## Excerto para ler:
Em 2017, cinco livros ganharam a preferência de Bill Gates, e todos podem ser arrumados em prateleiras diferentes, já que os temas vão da comédia à guerra do Vietname, em géneros tão diferentes como a ficção, a biografia, o ensaio e a novela gráfica. “Ler é a minha forma preferida de satisfazer a minha curiosidade”, assegura ele num artigo publicado na revista norte-americana TIME. E o magnata acrescenta: “Embora tenha a sorte de conhecer muita gente interessante e de poder visitar lugares fascinantes através do meu trabalho, continuo a acreditar que os livros são a melhor maneira de explorar novos tópicos que nos interessam.” Estas sugestões, garante, são perfeitas para quem quiser “enroscar-se à lareira com um belo livro nesta altura do ano”.
Uma lareira é um luxo que Thi Bui seguramente só conheceu quando a sua família fugiu para os EUA em 1978. Em criança, esta vietnamita sonhava ser advogada de direitos civis, hoje a sua profissão passa pelos bancos das escolas onde é professora. A sua primeira novela gráfica, The Best We Could Do (Harry N. Abrams, 2017), criada a brancos e laranjas suaves, é caraterizada por Bill Gates como “belíssima”, “uma memória pessoal profunda que explora o que significa ser-se refugiada e mãe”. O tema parte da própria experiência de Thi Bui que, ao ser mãe, investigou o passado dos pais e as suas estratégias de sobreviência num país invadido por inimigos.
A miséria e a exploração dos pobres é um tema mais ou menos tabu nos EUA. Mas é certamente o assunto central de Evicted: Poverty and Profit in the American City (2016, Penguin Books), de Mathew Desmond, outro dos livros presentes na lista escolhida por Bill Gates: “Se se quer realmente compreender como as razões que provocam a pobreza estão interligadas, então devem ler este livro sobre a crise de despejos no Milwaukee”, recomenda. Acrescenta ainda: “Desmond escreveu um retrato brilhante de americanos a viver na pobreza. Este autor proporcionou-me uma visão, melhor do que qualquer outro livro já lido, sobre o que significa ser-se pobre neste país.”

## Registos guardados:
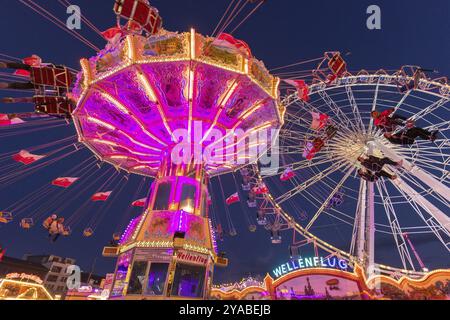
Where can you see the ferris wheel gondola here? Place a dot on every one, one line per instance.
(419, 169)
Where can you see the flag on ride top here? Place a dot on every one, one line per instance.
(26, 157)
(287, 174)
(64, 182)
(139, 202)
(260, 189)
(227, 41)
(309, 151)
(209, 200)
(232, 199)
(2, 253)
(112, 34)
(33, 61)
(302, 88)
(5, 120)
(319, 120)
(101, 196)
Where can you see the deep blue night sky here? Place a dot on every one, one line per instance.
(280, 32)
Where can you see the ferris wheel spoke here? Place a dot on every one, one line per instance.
(351, 99)
(336, 110)
(413, 180)
(401, 101)
(327, 200)
(333, 168)
(397, 231)
(442, 126)
(374, 105)
(427, 178)
(431, 108)
(441, 220)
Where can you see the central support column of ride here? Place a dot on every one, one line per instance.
(169, 251)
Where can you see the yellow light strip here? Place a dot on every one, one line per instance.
(192, 47)
(125, 110)
(231, 88)
(191, 76)
(254, 130)
(114, 144)
(130, 49)
(86, 72)
(112, 127)
(152, 96)
(124, 157)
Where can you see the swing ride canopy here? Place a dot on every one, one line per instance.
(139, 98)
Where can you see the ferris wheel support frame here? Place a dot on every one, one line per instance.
(440, 217)
(436, 185)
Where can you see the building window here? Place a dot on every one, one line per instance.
(188, 281)
(56, 269)
(163, 196)
(157, 279)
(187, 201)
(52, 278)
(136, 284)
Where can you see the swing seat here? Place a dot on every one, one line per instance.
(53, 105)
(26, 223)
(67, 231)
(337, 65)
(88, 232)
(276, 239)
(5, 217)
(251, 203)
(52, 76)
(116, 236)
(141, 13)
(262, 221)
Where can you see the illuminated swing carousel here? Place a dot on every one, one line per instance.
(184, 109)
(169, 106)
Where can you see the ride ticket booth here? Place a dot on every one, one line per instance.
(168, 252)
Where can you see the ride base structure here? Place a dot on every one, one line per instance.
(132, 98)
(169, 251)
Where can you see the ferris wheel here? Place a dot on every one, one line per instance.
(329, 130)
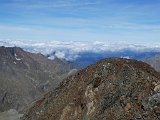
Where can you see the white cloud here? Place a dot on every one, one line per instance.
(70, 50)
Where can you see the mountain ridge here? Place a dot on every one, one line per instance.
(112, 88)
(25, 76)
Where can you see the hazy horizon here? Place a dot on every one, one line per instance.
(109, 21)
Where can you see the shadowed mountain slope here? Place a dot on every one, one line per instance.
(111, 89)
(25, 76)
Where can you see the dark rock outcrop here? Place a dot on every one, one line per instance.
(25, 76)
(111, 89)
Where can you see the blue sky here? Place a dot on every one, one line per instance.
(132, 21)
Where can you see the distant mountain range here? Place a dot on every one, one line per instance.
(26, 76)
(82, 54)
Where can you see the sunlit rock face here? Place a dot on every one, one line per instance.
(111, 89)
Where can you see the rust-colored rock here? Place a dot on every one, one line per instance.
(111, 89)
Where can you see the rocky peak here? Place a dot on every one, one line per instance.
(111, 89)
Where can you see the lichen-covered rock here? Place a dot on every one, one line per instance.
(111, 89)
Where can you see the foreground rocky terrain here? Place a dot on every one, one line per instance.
(111, 89)
(26, 76)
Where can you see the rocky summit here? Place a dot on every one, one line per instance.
(111, 89)
(26, 76)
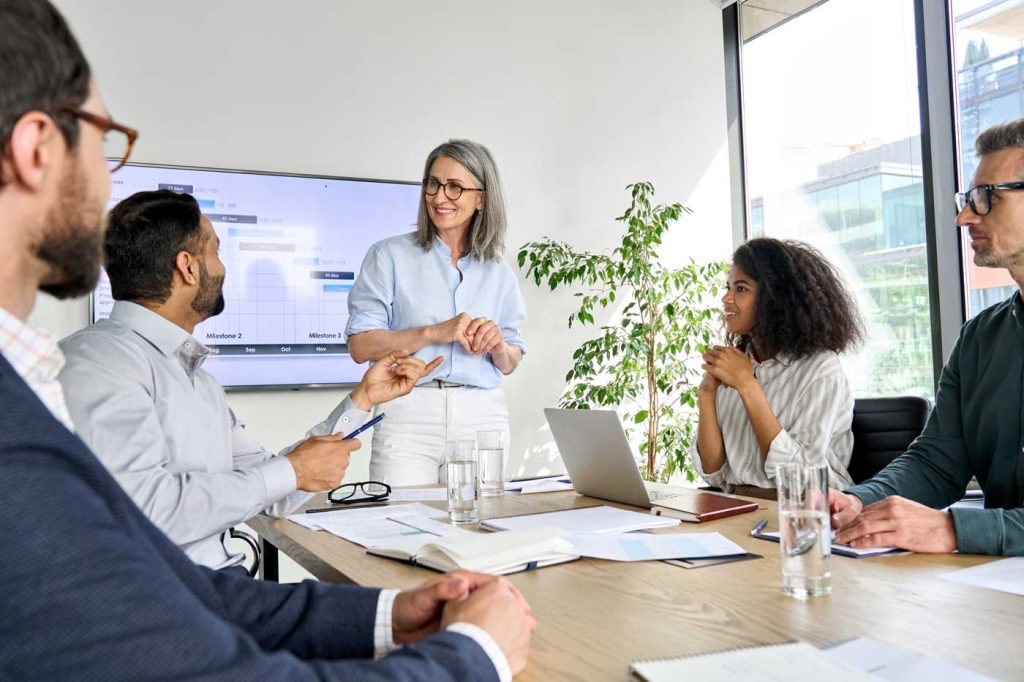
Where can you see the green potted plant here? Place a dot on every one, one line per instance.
(646, 359)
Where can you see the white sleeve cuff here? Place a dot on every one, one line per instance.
(383, 633)
(279, 478)
(347, 418)
(489, 646)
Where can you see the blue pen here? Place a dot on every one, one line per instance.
(365, 426)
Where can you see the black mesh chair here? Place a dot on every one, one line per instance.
(883, 428)
(235, 534)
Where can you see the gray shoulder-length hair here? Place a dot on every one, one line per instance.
(486, 235)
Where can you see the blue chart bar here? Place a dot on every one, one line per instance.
(268, 233)
(331, 274)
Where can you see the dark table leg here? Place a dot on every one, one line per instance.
(268, 564)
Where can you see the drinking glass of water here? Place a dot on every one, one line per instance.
(462, 482)
(805, 536)
(491, 457)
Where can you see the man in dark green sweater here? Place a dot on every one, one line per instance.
(977, 425)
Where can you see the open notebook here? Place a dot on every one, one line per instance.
(495, 553)
(599, 518)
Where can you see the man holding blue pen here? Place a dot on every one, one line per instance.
(139, 398)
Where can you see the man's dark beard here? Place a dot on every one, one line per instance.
(73, 244)
(209, 301)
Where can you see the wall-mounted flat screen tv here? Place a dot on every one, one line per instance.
(292, 246)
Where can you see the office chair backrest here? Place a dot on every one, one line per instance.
(883, 428)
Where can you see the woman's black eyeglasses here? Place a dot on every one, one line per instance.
(349, 494)
(452, 188)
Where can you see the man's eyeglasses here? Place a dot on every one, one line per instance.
(452, 188)
(979, 198)
(118, 139)
(349, 494)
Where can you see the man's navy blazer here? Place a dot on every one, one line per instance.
(91, 590)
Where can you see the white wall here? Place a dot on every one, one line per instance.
(577, 98)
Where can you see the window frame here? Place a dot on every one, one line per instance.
(940, 163)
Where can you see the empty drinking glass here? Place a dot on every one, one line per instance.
(491, 459)
(462, 482)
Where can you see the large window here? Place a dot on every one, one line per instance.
(988, 48)
(832, 136)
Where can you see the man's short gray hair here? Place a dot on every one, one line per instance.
(486, 236)
(1000, 136)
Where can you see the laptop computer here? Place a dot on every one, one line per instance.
(599, 459)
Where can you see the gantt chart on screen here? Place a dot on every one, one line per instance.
(292, 247)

## Partes do exercício:
1. Indique se cada afirmação concorda com o excerto sobre os livros preferidos de Bill Gates, respondendo sim ou não e citando as palavras do excerto que o decidem: (a) A família de Thi Bui fugiu para os EUA em 1978. (b) Em criança, Thi Bui sonhava ser professora. (c) O livro de Mathew Desmond trata de uma crise de despejos em Milwaukee.
2. Conte as linhas dos registos em que aparece a palavra "chart" e escreva apenas o número.
O excerto e os registos não têm qualquer relação entre si.

## Respostas por ordem:
1.
(a) Sim: «quando a sua família fugiu para os EUA em 1978».
(b) Não: «Em criança, esta vietnamita sonhava ser advogada de direitos civis».
(c) Sim: «este livro sobre a crise de despejos no Milwaukee».

2. 2